EXERCICES PROPOSÉS:
(1) Comment résumer en deux phrases l'extrait sur la Casa del Popolo et la Sala Rossa ?
(2) Pouvez-vous redonner fidèlement le passage de l'extrait compris entre « Pour le mélomane, l’aventure » et « sons intéressants, nouveaux. », ces deux bornes incluses ?
(3) Que répondre à ces trois questions sur l'extrait ?
(a) Quel poste occupait Guimond à CKIT en 2005 ?
(b) Combien de spectacles la Casa présente-t-elle environ chaque année ?
(c) Depuis combien de temps les musiciens accueillis sont-ils souvent en tournée ?

EXTRAIT CHOISI:
══════════════════════════════

Pour le mélomane, l’aventure a commencé en 2005. « À l’époque, j’étais directeur musical pour CKIT. Je me pointais donc toujours à la Casa et à la Sala pour aller voir des shows! (Rires) J’étais très impliqué dans la scène underground. Avec le temps, j’ai été approché pour y travailler et voilà! »  Depuis, Guimond a vu passer des milliers d’artistes émergents et indépendants. « À la Casa par exemple, on présente environ 360 spectacles par année. Pour chaque concert qu’on organise, on dit non à 3-4 artistes. Cette forte demande nous permet d’y aller selon nos goûts, qui sont assez étendus. On va surtout vers des groupes de la relève, des musiciens indépendants. Mais surtout, on recherche des sons intéressants, nouveaux. 

Comment expliquer cette (très) forte demande? Sûrement par l’accueil exceptionnel réservé aux artistes. « Chez nous, on se fait un point d’honneur à faire sentir aux musiciens qu’on les veut ici. On les traite comme des amis. On offre une salle prête, des techniciens, de la bouffe et un logis s’il y a besoin. Notre but, c’est de créer une ambiance conviviale. » Des services qui peuvent sembler de base, mais qui sont malheureusement très rares dans l’industrie musicale plus underground. « Les musiciens sont souvent très surpris : c’est que souvent, ça fait 4 à 5 mois qu’ils sont en tournée à dormir sur le plancher chez des étrangers. Parfois payés, parfois non. Les artistes sont régulièrement mal traités. » Grâce à ces services complémentaires, la Casa del Popolo et la Sala Rossa ont réussi à se créer un réseau enviable : « Immanquablement, les artistes reviennent, nous réfèrent à d’autres bands. On est conscients d’être très chanceux de contrôler tous les aspects de l’accueil des artistes. »

« Ce sont les vrais amateurs de musique qui ont créé les blogues et les webzines. »

Côté couverture médiatique, la demande est plus pondérée disons. « On a perdu presque tous nos petits papiers, ceux qui étaient intéressés à notre programmation. Bien sûr, les médias traditionnels s’intéressent davantage à la musique plus commerciale. » Malgré cette situation particulière dans le monde du journalisme culturel, Guimond ne se démonte pas : « Notre but, c’est de créer une connexion avec ceux qui aiment la musique. Même si on a pas nécessairement droit à une grosse couverture, on réussit à créer ce lien. On passe par les réseaux sociaux, l’affichage, la publicité et aussi, le bouche-à-oreille. »

À travers la mutation médiatique, Guimond dénote aussi le phénomène des blogues et des webzines. « Cette montée est très positive. Ce sont les vrais amateurs de musique qui ont créé les blogues et les webzines. Ils suivent ce qui se passe au niveau de l’émergence et ce sont toujours eux qui nous contactent en premier. Je crois qu’ils ont déjà pris le relais des médias de masse par rapport à notre créneau. »

══════════════════════════════

DONNÉES BRUTES:
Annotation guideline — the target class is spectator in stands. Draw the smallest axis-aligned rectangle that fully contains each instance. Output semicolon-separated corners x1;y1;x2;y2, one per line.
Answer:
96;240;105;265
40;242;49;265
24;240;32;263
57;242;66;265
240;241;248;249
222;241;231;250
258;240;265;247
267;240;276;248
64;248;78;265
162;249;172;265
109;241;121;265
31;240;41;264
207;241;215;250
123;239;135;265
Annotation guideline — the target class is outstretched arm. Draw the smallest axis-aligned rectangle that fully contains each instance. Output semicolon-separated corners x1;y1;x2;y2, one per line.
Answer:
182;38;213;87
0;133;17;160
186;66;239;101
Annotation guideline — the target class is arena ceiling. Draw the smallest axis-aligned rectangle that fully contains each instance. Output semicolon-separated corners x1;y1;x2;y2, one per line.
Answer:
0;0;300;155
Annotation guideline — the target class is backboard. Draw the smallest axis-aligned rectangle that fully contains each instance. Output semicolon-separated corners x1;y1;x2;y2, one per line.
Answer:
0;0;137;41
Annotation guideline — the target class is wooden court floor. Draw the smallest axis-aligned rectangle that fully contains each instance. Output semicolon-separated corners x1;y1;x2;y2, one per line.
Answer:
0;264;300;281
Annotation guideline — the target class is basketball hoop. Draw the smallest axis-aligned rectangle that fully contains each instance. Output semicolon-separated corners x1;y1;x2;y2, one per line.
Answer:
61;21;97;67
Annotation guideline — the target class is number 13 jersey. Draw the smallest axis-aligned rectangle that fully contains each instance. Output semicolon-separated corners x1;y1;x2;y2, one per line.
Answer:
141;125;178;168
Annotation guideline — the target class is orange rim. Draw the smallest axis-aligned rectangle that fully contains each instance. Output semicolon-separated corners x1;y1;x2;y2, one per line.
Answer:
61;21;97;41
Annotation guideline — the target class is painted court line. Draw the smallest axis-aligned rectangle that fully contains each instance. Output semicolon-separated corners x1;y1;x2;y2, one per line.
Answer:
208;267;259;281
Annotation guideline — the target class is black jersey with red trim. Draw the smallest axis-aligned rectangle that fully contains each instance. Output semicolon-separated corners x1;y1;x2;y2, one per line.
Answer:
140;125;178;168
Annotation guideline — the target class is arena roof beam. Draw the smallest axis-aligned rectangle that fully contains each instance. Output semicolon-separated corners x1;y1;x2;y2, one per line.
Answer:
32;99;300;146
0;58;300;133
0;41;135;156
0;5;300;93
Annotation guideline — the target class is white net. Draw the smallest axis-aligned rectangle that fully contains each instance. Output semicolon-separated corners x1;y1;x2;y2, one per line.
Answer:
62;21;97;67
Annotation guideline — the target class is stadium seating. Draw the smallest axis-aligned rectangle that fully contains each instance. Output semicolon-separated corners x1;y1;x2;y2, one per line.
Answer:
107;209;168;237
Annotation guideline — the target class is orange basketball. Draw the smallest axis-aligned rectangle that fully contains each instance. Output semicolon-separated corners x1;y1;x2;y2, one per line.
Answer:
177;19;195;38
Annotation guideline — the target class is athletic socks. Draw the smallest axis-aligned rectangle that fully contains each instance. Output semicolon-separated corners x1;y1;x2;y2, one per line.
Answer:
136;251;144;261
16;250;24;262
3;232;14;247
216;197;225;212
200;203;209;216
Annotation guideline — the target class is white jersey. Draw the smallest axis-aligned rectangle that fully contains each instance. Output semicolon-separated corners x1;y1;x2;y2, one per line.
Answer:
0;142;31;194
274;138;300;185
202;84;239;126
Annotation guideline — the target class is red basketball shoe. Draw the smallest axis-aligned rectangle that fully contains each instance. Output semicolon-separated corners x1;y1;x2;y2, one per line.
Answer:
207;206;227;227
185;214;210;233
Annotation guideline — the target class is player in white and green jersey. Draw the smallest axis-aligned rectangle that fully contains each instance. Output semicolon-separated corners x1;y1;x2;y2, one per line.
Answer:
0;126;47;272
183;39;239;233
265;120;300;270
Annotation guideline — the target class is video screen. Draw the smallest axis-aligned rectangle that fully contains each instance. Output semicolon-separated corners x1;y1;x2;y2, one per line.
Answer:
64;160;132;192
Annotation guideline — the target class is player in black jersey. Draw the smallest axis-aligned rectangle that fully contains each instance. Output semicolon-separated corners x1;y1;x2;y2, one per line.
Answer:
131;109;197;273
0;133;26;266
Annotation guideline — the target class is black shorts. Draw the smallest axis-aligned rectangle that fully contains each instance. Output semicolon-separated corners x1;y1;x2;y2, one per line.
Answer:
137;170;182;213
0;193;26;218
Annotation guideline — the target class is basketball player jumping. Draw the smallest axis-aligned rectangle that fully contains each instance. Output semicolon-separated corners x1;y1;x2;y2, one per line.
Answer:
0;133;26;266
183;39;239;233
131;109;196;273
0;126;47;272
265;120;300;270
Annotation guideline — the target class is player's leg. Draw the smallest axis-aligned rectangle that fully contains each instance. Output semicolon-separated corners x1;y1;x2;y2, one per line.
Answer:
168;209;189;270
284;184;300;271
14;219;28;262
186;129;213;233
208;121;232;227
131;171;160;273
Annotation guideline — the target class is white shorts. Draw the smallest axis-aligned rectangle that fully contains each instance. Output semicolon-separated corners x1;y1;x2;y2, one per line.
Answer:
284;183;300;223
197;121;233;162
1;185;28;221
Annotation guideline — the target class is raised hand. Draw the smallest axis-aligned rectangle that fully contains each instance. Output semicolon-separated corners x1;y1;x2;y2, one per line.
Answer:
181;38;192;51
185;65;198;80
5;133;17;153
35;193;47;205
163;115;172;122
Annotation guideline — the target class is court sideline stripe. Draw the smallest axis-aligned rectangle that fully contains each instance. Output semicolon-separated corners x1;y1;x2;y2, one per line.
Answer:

══════════════════════════════

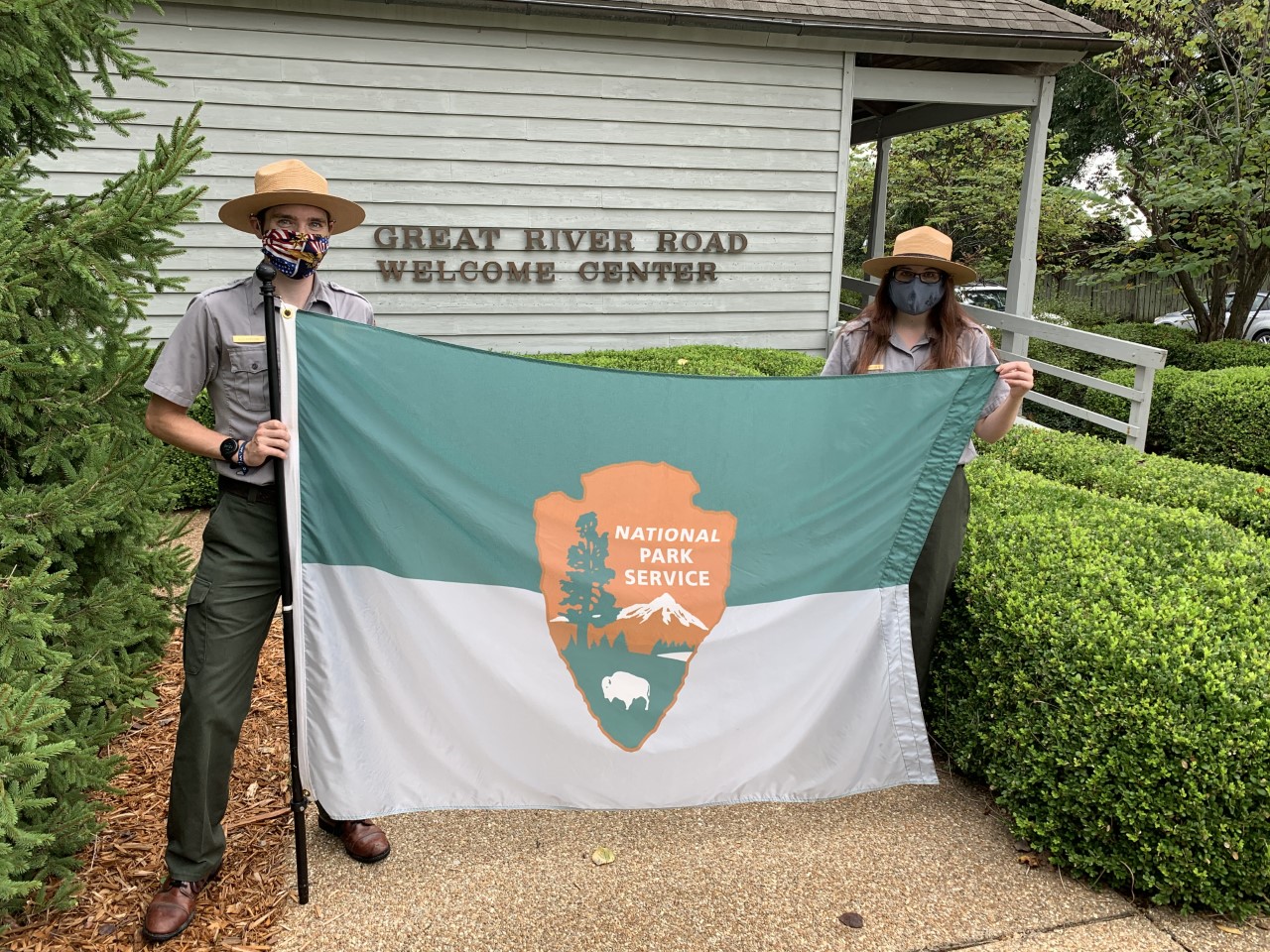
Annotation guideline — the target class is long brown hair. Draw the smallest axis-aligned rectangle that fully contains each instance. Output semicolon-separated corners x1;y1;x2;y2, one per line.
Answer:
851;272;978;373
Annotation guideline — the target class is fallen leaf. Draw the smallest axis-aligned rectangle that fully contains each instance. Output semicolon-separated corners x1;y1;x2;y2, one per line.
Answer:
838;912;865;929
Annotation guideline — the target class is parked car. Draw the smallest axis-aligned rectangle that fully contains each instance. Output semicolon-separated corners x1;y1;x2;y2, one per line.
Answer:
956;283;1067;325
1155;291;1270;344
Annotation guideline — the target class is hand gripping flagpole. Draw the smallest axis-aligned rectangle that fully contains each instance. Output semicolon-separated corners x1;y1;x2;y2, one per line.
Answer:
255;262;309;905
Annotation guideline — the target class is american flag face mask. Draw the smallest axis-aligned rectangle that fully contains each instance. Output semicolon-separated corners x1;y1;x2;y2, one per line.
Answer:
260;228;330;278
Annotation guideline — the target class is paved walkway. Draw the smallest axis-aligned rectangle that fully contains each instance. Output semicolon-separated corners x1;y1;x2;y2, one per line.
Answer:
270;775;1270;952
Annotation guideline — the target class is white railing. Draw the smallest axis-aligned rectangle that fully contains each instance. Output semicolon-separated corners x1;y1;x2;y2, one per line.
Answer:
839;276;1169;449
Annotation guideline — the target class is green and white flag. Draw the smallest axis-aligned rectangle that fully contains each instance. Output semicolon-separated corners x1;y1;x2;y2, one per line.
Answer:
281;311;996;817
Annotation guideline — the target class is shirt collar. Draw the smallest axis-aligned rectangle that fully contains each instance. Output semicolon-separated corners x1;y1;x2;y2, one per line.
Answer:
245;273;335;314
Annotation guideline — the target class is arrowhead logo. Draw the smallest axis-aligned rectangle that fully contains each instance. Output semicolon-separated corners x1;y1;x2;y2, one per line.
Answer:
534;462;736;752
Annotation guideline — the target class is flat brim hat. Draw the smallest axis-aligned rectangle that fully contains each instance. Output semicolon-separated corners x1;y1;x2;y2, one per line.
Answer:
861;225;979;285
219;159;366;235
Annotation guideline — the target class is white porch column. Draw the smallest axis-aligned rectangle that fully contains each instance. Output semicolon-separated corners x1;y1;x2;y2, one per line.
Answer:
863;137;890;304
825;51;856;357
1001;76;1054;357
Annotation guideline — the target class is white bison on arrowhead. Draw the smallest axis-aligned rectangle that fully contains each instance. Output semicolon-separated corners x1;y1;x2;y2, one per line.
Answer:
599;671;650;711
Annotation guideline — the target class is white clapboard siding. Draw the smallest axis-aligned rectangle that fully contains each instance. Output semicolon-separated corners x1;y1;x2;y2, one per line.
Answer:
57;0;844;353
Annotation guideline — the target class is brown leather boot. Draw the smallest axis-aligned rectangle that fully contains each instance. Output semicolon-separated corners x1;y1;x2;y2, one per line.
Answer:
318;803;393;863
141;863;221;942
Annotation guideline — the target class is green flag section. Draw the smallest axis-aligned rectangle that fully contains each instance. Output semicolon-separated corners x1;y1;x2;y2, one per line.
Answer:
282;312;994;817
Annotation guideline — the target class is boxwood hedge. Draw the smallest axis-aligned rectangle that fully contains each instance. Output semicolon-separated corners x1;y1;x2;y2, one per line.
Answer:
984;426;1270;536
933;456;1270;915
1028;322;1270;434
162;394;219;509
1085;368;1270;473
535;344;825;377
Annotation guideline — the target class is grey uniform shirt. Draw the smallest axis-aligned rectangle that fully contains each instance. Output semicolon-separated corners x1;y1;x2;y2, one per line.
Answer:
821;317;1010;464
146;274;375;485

══════════════════════════════

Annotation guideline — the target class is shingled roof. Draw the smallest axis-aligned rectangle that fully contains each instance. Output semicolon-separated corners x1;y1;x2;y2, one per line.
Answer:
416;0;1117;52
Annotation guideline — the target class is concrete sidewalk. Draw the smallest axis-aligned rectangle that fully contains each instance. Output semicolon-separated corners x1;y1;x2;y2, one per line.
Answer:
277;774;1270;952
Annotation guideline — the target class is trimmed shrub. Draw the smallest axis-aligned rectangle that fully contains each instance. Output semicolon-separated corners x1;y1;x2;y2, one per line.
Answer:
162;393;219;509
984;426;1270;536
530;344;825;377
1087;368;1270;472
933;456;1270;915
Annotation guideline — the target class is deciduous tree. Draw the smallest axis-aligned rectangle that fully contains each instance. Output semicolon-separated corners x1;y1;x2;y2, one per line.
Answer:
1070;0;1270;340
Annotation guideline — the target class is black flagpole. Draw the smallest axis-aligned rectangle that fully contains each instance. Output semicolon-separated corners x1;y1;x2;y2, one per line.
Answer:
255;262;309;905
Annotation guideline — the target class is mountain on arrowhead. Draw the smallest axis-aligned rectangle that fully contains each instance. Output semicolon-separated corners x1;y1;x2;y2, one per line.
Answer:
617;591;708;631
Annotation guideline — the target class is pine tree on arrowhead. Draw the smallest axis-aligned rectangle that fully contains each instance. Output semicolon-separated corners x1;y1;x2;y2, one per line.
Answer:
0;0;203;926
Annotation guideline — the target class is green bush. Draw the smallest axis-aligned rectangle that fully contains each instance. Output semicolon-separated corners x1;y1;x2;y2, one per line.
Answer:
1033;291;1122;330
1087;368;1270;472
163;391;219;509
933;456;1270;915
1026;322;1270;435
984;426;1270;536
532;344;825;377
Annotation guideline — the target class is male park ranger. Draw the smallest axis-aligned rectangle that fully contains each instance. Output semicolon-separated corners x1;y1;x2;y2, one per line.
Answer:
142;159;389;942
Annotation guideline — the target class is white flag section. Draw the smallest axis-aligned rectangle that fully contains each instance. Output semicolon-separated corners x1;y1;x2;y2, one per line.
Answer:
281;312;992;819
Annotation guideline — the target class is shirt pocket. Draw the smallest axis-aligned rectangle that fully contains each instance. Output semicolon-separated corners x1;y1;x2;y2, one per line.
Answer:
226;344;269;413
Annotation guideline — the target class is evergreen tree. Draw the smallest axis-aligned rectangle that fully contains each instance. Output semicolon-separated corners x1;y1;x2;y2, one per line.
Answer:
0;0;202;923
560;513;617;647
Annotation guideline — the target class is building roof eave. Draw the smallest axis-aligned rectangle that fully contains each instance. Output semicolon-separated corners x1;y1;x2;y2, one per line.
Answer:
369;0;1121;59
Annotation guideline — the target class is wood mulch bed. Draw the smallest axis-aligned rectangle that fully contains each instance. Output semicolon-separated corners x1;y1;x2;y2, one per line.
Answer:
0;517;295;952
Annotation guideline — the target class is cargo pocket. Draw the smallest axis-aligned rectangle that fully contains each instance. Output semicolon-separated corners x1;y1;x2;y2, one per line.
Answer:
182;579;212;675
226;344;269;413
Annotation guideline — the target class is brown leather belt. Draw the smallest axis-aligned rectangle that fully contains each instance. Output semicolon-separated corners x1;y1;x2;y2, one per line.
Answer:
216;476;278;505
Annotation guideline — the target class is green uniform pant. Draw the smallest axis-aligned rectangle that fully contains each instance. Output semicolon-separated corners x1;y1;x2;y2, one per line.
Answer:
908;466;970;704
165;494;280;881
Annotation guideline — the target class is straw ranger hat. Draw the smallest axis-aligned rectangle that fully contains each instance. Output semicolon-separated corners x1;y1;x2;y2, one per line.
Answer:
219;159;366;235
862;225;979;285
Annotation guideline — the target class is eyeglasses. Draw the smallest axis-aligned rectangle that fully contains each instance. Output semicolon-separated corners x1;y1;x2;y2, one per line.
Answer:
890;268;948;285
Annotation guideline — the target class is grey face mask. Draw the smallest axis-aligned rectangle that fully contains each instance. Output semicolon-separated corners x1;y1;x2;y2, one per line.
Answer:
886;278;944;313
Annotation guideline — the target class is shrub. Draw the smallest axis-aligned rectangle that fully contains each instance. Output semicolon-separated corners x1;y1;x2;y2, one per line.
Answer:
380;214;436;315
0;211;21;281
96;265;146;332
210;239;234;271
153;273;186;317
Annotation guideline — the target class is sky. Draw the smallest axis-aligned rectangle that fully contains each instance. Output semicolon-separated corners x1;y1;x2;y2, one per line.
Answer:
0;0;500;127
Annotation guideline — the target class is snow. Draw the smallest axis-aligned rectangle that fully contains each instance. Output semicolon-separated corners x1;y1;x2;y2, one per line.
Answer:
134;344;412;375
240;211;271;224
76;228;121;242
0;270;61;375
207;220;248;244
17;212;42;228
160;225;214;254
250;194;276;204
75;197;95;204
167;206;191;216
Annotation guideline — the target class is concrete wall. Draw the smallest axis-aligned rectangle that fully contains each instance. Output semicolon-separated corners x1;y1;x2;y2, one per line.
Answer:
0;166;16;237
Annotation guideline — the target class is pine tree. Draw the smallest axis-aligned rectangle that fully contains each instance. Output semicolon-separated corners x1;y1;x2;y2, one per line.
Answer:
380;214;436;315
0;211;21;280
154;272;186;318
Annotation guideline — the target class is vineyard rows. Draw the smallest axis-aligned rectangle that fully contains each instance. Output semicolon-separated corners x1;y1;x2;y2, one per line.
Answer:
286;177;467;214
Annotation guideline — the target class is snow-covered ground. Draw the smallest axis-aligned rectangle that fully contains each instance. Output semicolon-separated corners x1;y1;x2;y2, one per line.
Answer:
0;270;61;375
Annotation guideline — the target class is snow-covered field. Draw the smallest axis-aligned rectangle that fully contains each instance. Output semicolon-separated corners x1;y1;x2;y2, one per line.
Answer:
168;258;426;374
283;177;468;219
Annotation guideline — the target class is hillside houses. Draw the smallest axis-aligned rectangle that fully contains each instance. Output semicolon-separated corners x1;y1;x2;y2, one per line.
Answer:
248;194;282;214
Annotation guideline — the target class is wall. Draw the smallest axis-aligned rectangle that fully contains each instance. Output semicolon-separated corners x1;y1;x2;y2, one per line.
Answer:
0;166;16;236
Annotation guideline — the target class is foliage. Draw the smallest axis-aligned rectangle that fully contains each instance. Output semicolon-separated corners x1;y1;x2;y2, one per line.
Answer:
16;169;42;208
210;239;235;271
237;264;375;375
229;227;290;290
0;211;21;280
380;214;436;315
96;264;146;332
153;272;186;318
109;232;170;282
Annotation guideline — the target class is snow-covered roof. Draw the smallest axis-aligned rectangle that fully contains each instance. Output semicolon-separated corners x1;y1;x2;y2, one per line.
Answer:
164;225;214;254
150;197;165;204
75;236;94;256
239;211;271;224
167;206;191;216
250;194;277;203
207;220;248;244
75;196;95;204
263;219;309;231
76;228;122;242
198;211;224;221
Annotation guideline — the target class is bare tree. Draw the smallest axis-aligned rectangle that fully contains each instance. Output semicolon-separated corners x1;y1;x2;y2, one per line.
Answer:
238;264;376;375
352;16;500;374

══════════════════════════════

LES RÉPONSES:
(1) Depuis ses débuts dans ces salles, entamés en 2005, Guimond y a vu passer des milliers d'artistes émergents et indépendants, attirés notamment par un accueil qui comprend une salle prête, des techniciens, de la nourriture et un logis au besoin. Faute d'une grosse couverture des médias traditionnels, les deux salles passent par les réseaux sociaux, l'affichage, la publicité et le bouche-à-oreille, et Guimond estime que les blogues et les webzines ont déjà pris le relais des médias de masse pour leur créneau.

(2)
Pour le mélomane, l’aventure a commencé en 2005. « À l’époque, j’étais directeur musical pour CKIT. Je me pointais donc toujours à la Casa et à la Sala pour aller voir des shows! (Rires) J’étais très impliqué dans la scène underground. Avec le temps, j’ai été approché pour y travailler et voilà! »  Depuis, Guimond a vu passer des milliers d’artistes émergents et indépendants. « À la Casa par exemple, on présente environ 360 spectacles par année. Pour chaque concert qu’on organise, on dit non à 3-4 artistes. Cette forte demande nous permet d’y aller selon nos goûts, qui sont assez étendus. On va surtout vers des groupes de la relève, des musiciens indépendants. Mais surtout, on recherche des sons intéressants, nouveaux.

(3)
(a) Directeur musical.
(b) Environ 360.
(c) De 4 à 5 mois.